### WHAT IS EXPECTED
The line that contains "[[9, 203], [37, 289], [131, 339], [173, 261], [117, 173]]" marks the end: retype the data below exactly from its first line through that line.

### Data entries
......

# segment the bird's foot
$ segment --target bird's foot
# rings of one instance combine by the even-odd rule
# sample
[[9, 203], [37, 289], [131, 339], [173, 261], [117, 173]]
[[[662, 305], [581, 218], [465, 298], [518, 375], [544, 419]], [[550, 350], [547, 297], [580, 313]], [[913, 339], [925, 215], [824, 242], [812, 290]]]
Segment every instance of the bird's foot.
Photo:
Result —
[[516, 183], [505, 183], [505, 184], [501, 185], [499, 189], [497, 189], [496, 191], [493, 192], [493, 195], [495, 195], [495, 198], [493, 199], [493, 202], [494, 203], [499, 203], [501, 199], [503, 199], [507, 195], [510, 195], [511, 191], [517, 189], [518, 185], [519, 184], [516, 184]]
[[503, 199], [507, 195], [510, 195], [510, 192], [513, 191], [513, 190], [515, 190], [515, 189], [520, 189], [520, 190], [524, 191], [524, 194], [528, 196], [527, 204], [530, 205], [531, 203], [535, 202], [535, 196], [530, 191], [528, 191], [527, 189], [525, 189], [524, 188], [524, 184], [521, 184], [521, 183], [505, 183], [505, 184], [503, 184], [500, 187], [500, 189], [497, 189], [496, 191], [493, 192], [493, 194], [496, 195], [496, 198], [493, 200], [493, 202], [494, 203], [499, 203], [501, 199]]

......

### OUTPUT FOR THIS TASK
# segment the bird's foot
$ segment --target bird's foot
# rings of one instance combine by the even-odd rule
# sample
[[9, 203], [37, 289], [131, 339], [173, 261], [117, 173]]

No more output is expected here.